→ DOCUMENT SECTION
The "smallest resolvable angle" in a telescope is calculated using Dawes' limit.

The crude (= easy to use) approximation goes like this:

A = 116/D

where A is the angle in seconds (there are 3600 seconds in one degree)
D is the diameter of the telescope (primary lens or mirror) in millimeters.

Let's be generous and pretend that the flag is 1 metre wide (40 inches).
The distance to the Moon is more than 300,000 km (but let's use that number to keep things easy)

the angle in radians is

1 m / 300,000,000 m = 0.0000000033333... radians
(there should be 8 zeros after the decimal point, before the first "3")


There are 206264.8 seconds in one radian

206,265 * (1 m / 300,000,000) = 0.000068755"

Using Dawes' limit

0.000068755" = 116 / D
solving for D

D = 116 / 0.000068755
D = 168,715 mm
There are 1,000 mm in one metre
D = 168.7 m (a little over 550 feet in diameter)

The largest telescope on Earth is the South African large Telescope, at 11 metres (36 feet).

→ ACTIVITIES
(1) In the text on telescope resolution, what does D stand for in Dawes' limit?
(2) Pick up the text on resolving a flag on the Moon by telescope from the point where it stops.

→ ENTRIES SUPPLIED
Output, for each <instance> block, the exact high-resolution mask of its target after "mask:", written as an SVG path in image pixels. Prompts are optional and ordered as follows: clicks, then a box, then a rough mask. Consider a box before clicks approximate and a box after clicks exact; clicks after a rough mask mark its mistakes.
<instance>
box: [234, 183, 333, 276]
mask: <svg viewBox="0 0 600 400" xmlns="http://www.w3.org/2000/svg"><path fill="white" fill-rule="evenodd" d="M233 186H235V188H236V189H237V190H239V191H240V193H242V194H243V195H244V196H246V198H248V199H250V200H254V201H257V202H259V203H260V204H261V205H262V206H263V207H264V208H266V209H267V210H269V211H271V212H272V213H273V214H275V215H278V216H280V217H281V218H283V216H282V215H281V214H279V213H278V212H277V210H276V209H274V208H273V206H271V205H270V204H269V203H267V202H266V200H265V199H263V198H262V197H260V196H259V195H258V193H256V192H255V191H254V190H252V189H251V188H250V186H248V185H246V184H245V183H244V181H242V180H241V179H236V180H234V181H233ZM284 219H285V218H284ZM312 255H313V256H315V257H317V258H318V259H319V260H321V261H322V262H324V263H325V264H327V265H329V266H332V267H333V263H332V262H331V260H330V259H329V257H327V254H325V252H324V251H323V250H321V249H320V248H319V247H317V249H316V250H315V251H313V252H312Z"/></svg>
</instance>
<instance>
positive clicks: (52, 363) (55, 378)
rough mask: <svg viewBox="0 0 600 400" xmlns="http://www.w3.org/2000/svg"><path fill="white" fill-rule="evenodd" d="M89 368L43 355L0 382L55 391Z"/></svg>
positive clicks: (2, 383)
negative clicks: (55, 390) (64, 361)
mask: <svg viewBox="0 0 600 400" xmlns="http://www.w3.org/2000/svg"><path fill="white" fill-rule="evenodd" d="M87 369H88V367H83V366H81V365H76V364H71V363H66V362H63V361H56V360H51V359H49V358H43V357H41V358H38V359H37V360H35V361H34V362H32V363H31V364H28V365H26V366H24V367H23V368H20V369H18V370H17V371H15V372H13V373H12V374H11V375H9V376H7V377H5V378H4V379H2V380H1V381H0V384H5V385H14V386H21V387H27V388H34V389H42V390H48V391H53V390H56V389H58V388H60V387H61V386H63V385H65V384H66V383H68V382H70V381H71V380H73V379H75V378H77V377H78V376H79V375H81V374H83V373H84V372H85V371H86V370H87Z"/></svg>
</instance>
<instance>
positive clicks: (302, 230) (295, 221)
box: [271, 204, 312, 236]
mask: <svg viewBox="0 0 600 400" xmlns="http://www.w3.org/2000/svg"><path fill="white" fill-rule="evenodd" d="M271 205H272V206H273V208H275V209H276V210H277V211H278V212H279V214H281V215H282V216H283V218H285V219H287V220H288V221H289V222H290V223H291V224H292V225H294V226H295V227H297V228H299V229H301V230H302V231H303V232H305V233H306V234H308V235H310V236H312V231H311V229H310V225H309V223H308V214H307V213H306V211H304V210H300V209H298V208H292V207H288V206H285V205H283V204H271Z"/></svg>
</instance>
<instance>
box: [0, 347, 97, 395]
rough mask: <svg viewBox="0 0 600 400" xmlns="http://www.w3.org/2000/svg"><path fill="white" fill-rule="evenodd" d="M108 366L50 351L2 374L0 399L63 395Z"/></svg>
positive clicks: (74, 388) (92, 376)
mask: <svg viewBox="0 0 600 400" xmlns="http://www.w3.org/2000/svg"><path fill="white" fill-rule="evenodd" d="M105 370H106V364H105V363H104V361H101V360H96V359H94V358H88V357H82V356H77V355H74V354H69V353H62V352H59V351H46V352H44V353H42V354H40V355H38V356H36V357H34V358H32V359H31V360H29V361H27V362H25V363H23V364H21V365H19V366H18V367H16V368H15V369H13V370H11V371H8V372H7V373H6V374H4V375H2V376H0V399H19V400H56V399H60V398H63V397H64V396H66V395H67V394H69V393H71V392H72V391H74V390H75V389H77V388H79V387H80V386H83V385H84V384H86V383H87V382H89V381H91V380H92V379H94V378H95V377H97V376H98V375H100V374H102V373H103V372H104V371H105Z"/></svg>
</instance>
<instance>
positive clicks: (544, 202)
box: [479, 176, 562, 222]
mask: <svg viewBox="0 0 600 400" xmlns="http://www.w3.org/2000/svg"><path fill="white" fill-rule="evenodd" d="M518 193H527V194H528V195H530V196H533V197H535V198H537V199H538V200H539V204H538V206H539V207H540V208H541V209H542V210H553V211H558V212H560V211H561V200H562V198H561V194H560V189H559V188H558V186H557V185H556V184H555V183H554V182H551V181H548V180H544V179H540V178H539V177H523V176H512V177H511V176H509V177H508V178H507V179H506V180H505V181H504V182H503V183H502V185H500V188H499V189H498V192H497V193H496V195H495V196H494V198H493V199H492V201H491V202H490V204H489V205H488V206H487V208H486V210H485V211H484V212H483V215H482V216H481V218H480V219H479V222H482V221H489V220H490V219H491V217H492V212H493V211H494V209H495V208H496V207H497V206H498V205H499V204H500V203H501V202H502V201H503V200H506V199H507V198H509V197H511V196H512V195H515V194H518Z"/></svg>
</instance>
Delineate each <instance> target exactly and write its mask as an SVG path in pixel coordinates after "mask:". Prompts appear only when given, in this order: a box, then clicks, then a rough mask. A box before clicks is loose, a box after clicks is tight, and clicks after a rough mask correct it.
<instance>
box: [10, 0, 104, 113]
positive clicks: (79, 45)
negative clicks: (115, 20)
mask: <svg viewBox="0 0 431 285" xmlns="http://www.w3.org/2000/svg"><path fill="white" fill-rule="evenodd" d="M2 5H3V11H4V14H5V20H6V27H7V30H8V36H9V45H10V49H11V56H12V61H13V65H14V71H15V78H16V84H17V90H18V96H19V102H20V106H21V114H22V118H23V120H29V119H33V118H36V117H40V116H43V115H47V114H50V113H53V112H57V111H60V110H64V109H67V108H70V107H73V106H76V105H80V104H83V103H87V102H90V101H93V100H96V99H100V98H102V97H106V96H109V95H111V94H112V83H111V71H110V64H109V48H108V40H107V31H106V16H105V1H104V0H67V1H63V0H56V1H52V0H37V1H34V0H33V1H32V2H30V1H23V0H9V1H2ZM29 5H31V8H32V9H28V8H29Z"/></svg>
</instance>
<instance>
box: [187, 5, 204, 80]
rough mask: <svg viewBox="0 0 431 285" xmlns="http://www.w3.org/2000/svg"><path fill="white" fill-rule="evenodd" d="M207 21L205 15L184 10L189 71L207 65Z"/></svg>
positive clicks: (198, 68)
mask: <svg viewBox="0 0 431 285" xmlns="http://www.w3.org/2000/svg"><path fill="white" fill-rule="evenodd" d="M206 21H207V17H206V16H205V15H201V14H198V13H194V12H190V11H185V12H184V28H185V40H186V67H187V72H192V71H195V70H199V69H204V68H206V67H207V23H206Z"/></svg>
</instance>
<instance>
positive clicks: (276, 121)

→ TASK ANSWERS
(1) D is the diameter of the telescope's primary lens or mirror, in millimeters.

(2)
Hubble is "only" 2.4 metres (around 8 feet).

To make matters worst, our atmosphere on Earth is nasty on telescope resolution. The S.A.L.T. has adaptive optics that try and correct that. Despite the system, S.A.L.T. is barely better than Hubble... on good days.

And the killer: Even if we DID have a 550-foot telescope, a one-metre flag would appear as a single dot (because that would be the limit of resolution). If you wanted to confirm that it was a flag (and not a one-metre rock that happens to lie there) you'd need the flag to cover at least 16 pixels (4x4), so that you would really need a 2,000-foot telescope (675 metres).